--- START ---

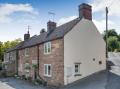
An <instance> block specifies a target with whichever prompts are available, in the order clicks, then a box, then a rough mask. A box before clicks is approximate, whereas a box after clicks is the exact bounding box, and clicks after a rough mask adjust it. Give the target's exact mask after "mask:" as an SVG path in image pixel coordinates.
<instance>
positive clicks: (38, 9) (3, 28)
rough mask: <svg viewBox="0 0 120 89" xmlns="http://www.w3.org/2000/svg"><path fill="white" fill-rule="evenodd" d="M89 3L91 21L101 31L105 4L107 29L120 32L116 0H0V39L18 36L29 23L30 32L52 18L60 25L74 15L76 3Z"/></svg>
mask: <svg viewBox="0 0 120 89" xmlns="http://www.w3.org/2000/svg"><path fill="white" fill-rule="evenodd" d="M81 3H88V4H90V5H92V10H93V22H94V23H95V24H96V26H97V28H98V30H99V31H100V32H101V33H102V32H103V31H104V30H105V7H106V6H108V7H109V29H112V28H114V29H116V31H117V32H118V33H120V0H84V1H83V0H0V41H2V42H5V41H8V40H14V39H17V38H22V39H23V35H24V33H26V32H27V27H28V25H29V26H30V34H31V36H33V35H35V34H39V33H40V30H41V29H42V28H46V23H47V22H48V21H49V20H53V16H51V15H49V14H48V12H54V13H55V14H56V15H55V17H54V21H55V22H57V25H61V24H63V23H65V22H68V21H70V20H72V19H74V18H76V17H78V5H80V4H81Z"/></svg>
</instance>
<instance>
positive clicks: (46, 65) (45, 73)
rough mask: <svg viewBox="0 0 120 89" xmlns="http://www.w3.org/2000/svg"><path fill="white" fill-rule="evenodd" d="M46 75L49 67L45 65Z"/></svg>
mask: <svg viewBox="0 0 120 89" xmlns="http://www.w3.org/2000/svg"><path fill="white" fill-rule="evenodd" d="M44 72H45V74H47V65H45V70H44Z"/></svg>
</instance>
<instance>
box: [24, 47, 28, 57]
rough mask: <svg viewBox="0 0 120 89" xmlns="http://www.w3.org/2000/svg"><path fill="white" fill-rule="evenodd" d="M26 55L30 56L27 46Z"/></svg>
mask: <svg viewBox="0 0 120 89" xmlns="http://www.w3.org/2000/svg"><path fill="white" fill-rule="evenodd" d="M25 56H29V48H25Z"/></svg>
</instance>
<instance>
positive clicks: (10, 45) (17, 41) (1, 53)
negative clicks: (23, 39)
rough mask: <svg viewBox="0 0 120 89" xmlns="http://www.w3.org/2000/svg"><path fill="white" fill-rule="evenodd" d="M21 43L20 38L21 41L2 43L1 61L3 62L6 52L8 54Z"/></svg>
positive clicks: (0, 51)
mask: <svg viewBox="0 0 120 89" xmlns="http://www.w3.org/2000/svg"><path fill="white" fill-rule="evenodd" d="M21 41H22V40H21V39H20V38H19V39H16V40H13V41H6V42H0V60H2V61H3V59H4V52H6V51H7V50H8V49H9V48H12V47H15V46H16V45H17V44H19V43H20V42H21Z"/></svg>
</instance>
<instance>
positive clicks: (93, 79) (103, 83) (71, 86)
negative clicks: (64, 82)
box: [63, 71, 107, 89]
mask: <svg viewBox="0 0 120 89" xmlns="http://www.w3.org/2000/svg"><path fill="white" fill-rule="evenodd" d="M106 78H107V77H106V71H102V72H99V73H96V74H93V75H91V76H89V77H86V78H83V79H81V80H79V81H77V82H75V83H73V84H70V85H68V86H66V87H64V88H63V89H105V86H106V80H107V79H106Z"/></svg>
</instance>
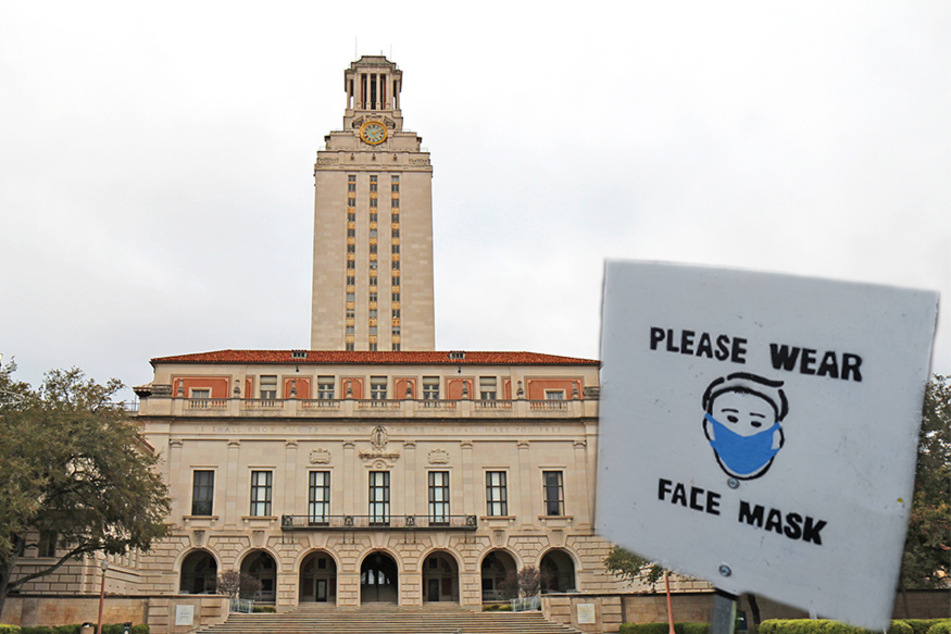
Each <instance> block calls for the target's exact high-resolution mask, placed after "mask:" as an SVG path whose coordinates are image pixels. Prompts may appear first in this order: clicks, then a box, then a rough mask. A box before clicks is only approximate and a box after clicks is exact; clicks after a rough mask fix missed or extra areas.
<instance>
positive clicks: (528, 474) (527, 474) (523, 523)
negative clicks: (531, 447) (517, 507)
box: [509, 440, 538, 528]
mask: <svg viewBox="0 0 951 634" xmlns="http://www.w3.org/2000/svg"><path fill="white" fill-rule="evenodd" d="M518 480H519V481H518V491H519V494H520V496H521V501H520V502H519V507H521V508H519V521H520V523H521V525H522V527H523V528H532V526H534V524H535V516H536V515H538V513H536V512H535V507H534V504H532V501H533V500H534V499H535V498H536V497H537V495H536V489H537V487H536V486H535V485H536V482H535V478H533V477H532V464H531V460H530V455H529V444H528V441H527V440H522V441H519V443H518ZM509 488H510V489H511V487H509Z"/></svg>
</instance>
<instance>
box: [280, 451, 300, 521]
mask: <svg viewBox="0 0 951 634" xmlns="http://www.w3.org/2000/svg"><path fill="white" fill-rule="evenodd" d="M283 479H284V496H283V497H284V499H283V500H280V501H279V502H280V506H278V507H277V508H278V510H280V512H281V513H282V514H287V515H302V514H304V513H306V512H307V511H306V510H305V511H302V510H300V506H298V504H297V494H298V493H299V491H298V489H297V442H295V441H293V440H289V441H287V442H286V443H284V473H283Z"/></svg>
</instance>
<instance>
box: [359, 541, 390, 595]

--- END ---
--- START ---

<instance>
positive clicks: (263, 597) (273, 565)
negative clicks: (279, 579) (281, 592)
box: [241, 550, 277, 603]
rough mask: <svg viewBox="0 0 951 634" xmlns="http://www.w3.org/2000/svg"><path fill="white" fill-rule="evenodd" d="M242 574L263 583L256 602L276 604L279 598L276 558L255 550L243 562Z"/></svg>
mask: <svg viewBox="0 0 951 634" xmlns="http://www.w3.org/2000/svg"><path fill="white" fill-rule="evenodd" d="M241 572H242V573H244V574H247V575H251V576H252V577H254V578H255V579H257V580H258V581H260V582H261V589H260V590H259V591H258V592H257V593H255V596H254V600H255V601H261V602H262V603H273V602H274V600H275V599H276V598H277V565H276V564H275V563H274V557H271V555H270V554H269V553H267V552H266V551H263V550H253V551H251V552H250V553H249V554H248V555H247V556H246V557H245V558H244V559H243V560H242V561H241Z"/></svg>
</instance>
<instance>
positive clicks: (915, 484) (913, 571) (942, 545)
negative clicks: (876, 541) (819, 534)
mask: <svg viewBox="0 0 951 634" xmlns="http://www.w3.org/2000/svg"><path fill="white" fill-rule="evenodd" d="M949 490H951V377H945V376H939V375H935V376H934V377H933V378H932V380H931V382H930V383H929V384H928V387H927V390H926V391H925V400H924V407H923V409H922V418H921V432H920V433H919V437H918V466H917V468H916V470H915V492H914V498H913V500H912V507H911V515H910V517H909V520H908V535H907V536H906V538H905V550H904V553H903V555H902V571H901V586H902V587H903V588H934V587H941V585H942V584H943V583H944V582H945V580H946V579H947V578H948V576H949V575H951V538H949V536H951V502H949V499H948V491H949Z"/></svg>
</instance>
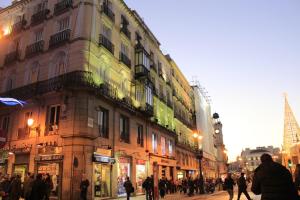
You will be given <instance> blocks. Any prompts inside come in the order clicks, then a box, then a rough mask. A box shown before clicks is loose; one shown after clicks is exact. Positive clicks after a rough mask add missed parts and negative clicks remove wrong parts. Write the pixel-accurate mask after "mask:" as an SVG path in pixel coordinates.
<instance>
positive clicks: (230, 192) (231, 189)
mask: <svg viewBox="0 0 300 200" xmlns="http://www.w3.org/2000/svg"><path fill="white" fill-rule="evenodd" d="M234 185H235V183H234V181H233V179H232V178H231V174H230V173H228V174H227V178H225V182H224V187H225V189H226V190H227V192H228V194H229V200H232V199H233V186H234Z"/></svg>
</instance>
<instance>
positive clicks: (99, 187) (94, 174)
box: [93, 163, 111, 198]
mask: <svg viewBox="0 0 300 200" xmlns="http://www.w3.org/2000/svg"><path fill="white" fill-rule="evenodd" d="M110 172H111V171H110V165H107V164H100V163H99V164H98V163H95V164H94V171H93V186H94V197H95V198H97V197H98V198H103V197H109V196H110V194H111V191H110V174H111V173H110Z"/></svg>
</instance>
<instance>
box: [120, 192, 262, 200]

--- END ---
--- START ---

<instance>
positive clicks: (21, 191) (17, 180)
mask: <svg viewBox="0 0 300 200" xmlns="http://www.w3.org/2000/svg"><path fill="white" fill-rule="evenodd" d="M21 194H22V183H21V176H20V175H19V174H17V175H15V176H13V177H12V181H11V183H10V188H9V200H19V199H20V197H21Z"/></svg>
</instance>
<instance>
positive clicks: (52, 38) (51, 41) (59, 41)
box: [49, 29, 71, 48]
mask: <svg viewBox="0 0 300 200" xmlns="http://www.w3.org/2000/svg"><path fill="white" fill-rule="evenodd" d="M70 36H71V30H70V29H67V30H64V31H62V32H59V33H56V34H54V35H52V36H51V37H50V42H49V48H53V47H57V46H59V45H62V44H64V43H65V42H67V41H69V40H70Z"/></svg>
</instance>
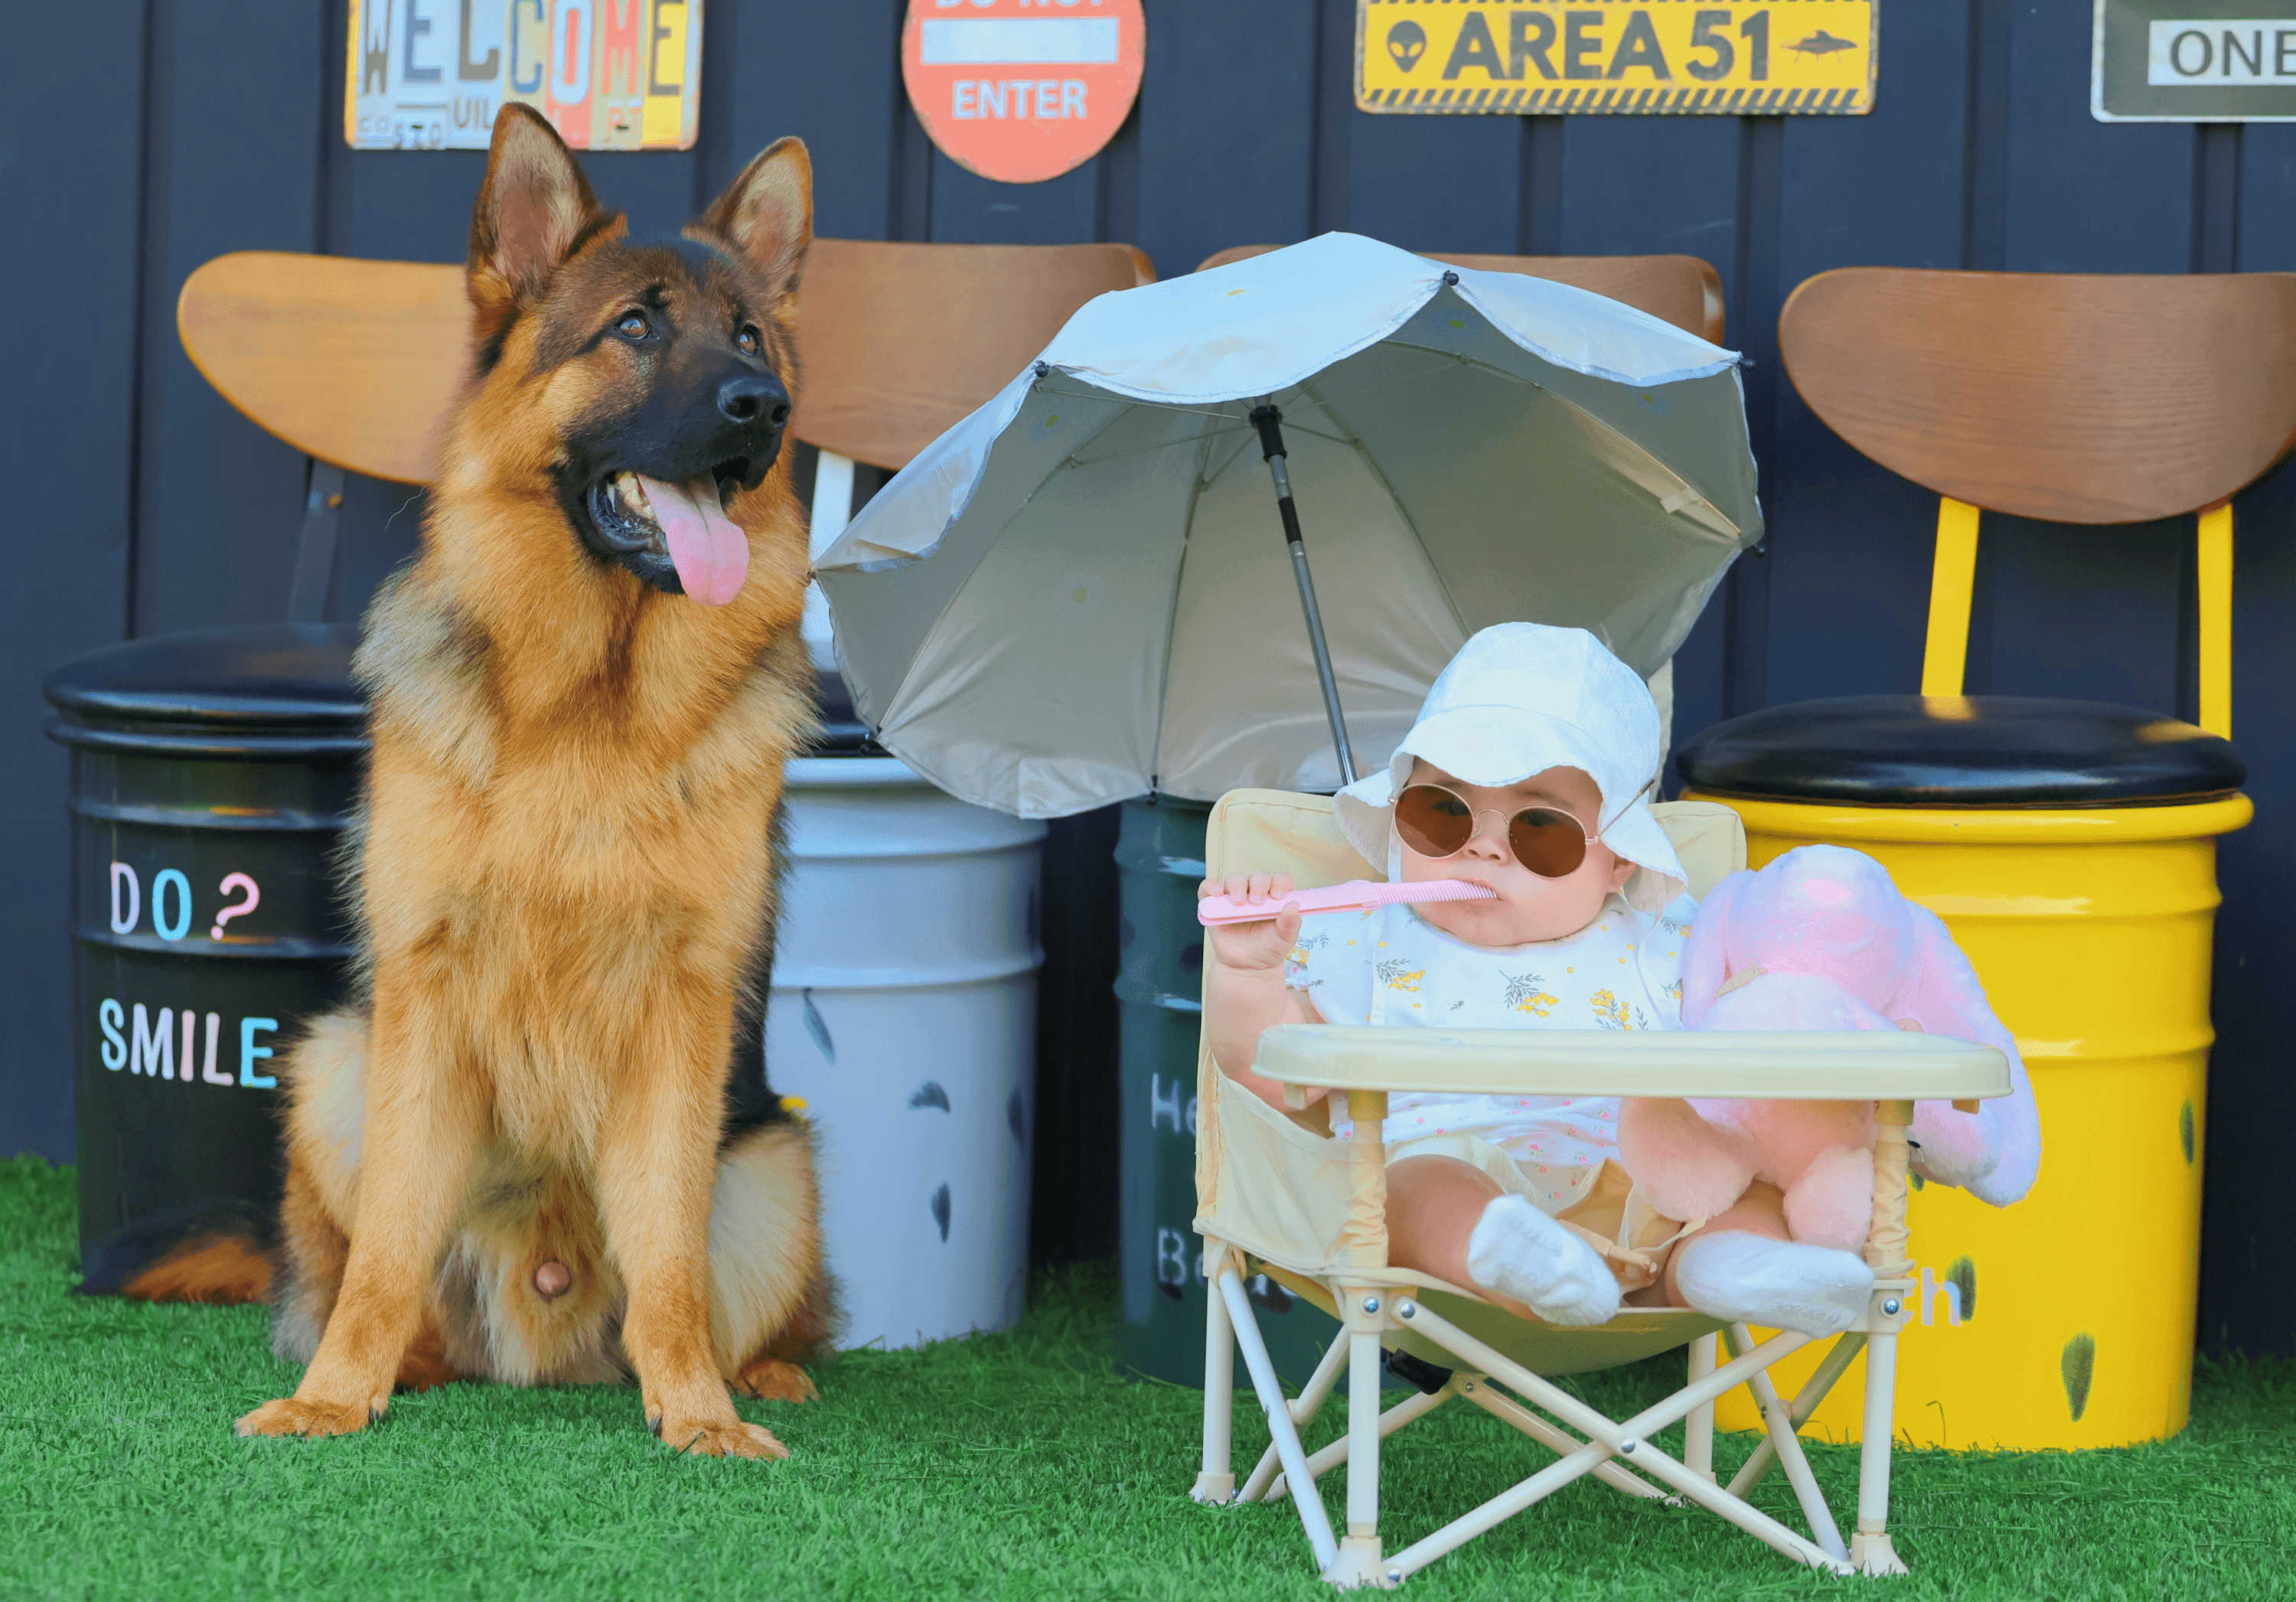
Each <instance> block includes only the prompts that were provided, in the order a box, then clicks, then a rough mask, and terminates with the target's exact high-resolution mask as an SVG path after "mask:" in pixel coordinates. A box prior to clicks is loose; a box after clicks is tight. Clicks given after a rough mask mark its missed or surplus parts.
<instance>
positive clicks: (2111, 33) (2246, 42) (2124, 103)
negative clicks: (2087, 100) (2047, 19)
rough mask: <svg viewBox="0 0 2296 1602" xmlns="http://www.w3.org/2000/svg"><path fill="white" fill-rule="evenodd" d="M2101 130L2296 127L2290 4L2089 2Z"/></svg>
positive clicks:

--- END ---

Begin at the line that has "box: [24, 47, 28, 57]" in the entries above; stop after the line that has "negative clicks: (23, 39)". Transcribe exactly those lines and no others.

THE COMPLETED TASK —
box: [24, 47, 28, 57]
rough mask: <svg viewBox="0 0 120 89" xmlns="http://www.w3.org/2000/svg"><path fill="white" fill-rule="evenodd" d="M26 55L30 56L27 46Z"/></svg>
mask: <svg viewBox="0 0 120 89" xmlns="http://www.w3.org/2000/svg"><path fill="white" fill-rule="evenodd" d="M25 56H29V48H25Z"/></svg>
</instance>
<instance>
positive clicks: (10, 45) (17, 41) (1, 53)
negative clicks: (23, 39)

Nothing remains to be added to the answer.